Below are some records; each one is to be set down again exactly.

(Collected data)
* * * *

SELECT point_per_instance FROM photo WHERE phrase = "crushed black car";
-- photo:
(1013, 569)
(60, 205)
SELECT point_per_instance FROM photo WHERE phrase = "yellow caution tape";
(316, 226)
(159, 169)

* * * *

**Solution for this task**.
SELECT point_per_instance FROM photo WHERE phrase = "crushed black car";
-- photo:
(1013, 569)
(60, 205)
SELECT point_per_instance FROM photo WHERE phrase = "yellow caution tape";
(316, 226)
(159, 169)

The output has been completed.